= TEXT EXCERPT =
|---|

Oh, please. Manar spent enough working Cullerton to understand that Madigan will never let a law to lower the bar for 3rd parties to ever make it through the Illinois House. Giving him credit for writing a bill that he knows will never become law is ridiculous. Andy Manar has had a seat at the table for too long while Illinois government fails. He's the last thing we need.

 

 
RD
This is interesting. Why should a third-party candidate have to collect 3 times as many signatures. It's kind of ridiculous when you really think about it.

 

 
The problem with our system of elections is not the difficulty in gaining ballot access faced by third-parties; it is the fact that party-affiliation is required for ballot access at all!

If a political party wants to endorse a candidate then it has every right to do so, along with establishing the parameters by which its endorsement is to be achieved. A political party SHOULD BE treated with no special preferences and as no different than any other political committee/interest group.

|---|

= DATA ROWS =
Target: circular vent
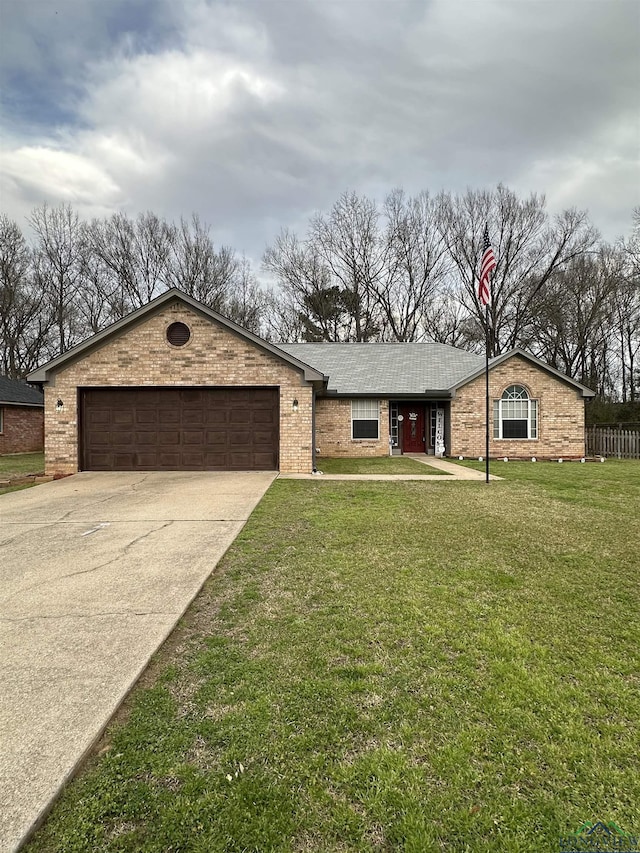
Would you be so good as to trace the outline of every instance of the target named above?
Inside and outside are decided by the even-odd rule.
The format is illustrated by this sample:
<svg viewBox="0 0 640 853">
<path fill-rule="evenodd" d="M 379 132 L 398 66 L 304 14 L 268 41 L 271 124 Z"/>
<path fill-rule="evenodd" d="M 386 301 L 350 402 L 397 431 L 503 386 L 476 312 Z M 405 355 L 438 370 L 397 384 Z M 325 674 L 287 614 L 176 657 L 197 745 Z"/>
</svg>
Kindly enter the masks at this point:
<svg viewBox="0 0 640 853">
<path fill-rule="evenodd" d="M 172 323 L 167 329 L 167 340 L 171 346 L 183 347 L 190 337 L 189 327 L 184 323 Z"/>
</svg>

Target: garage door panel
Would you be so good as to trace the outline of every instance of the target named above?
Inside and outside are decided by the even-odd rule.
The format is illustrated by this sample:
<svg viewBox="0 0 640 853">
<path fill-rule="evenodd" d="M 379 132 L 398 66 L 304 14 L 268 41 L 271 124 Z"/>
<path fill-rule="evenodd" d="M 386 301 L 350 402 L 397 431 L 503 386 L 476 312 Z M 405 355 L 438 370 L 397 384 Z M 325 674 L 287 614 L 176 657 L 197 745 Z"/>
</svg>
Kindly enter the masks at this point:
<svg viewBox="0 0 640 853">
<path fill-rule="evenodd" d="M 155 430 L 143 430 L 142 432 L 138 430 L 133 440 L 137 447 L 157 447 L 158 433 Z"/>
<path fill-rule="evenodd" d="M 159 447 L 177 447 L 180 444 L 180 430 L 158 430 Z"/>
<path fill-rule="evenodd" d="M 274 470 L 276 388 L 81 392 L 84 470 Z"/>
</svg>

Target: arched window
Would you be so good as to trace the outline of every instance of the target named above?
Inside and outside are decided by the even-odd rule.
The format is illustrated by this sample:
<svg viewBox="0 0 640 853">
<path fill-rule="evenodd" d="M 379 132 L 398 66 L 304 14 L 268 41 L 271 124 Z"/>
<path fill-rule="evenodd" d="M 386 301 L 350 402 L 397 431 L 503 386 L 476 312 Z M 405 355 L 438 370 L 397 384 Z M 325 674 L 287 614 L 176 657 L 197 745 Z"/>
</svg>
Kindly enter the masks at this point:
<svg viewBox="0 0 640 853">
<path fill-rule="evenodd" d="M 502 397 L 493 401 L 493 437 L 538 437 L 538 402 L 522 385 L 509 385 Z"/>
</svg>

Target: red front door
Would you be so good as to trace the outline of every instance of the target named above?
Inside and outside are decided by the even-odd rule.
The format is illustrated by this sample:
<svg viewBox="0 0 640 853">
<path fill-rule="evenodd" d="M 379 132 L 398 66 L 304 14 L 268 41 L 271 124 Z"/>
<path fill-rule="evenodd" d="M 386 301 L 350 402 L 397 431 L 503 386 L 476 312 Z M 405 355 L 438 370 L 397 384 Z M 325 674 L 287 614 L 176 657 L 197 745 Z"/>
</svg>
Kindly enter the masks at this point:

|---|

= PROBLEMS TO SOLVE =
(A) In the comments on Illinois ballot access, who does the first commenter say will never let a law lowering the bar for third parties make it through the Illinois House?
(B) For each statement, say whether it agrees with the comments on Illinois ballot access, and quote the deciding words. (i) The first commenter gives Andy Manar credit for writing the bill. (ii) One commenter asks why a third-party candidate should have to collect three times as many signatures. (iii) The last commenter says the main problem is how hard it is for third parties to gain ballot access.
(C) Carry on the comments on Illinois ballot access, starting after their final sentence.

= RESULTS BY TASK =
(A) Madigan.

(B)
(i) No: "Giving him credit for writing a bill that he knows will never become law is ridiculous."
(ii) Yes: "Why should a third-party candidate have to collect 3 times as many signatures."
(iii) No: "The problem with our system of elections is not the difficulty in gaining ballot access faced by third-parties"

(C)
What we need is not to give more ballot-lines to political parties, but to eliminate all requirements of party-affiliation.

There was a time when people ran for public office and were either endorsed or not by a political party.

You can still see the remnants of this in the northeastern U.S. in states like Massachusetts and New York, where candidates compete for party nominations at state-party conventions and in primaries where candidates can run as the endorsed nominee of multiple parties.